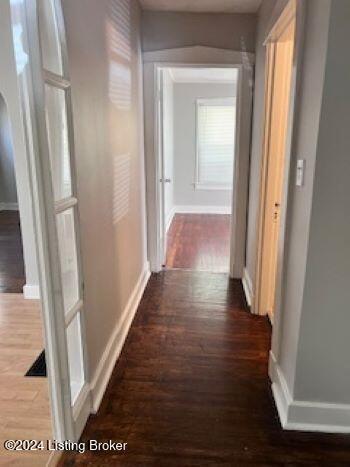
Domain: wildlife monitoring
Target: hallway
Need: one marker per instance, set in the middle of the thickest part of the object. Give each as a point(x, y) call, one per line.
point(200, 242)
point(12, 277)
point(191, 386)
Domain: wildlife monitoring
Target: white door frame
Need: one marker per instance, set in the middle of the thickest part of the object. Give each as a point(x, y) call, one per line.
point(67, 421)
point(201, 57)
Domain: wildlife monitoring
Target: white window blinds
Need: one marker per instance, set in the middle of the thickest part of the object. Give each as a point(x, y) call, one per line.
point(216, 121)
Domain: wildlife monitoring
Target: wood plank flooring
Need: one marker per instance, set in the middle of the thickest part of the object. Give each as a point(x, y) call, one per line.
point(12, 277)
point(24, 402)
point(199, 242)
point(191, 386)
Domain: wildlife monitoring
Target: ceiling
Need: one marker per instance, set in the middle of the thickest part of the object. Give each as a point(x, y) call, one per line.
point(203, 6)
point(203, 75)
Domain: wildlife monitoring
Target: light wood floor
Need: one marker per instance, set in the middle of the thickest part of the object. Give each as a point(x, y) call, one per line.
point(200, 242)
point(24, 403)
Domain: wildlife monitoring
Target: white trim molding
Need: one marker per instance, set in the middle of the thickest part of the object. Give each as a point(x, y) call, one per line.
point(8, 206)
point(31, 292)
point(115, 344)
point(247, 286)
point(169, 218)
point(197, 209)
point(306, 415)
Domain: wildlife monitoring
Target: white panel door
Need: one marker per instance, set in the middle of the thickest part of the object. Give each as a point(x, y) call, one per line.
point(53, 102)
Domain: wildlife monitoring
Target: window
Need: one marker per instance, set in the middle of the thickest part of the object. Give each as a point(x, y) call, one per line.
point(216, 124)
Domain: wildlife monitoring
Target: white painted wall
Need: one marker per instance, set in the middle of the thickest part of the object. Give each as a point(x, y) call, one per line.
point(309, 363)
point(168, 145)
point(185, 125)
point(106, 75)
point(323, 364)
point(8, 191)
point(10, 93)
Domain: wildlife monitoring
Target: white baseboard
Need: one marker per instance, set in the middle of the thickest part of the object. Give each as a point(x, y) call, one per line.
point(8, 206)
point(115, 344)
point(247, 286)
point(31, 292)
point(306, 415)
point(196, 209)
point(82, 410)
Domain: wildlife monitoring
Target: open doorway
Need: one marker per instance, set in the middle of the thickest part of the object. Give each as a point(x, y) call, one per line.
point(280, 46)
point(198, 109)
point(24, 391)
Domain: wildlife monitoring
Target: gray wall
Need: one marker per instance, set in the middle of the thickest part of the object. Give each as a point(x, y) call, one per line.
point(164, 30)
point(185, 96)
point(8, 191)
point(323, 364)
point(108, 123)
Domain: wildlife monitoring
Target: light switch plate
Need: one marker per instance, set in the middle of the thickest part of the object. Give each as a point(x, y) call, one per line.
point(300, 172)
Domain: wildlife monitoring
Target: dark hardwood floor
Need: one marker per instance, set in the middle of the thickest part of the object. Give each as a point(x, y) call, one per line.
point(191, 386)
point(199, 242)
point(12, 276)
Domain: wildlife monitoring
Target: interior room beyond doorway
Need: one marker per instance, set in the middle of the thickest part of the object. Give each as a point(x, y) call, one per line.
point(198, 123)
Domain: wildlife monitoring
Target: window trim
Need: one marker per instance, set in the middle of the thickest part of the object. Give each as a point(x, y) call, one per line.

==

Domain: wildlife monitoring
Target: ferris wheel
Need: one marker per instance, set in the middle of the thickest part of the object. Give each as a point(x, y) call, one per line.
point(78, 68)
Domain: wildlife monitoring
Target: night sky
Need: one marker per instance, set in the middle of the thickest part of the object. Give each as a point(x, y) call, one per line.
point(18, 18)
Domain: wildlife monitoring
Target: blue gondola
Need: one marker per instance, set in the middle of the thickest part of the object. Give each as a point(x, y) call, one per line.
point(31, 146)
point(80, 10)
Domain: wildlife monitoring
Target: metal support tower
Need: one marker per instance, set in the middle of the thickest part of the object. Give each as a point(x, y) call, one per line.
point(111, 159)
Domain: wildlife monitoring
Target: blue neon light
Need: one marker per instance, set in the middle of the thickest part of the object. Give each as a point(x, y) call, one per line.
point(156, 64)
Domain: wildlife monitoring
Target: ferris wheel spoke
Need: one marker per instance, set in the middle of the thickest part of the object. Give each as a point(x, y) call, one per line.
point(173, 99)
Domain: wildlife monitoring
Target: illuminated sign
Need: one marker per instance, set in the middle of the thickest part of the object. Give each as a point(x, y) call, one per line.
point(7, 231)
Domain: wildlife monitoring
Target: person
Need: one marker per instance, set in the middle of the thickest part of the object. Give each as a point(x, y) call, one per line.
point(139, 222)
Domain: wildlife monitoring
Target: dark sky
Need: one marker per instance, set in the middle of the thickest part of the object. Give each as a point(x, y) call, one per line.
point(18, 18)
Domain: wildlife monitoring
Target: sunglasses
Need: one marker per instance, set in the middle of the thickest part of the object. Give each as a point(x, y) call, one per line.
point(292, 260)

■ Work to do ■
Pick out every line in the material above that contains the word "light", and copy each of those lines.

■ Answer to the exercise ■
Target: light wood floor
Target: light switch plate
Target: blue neon light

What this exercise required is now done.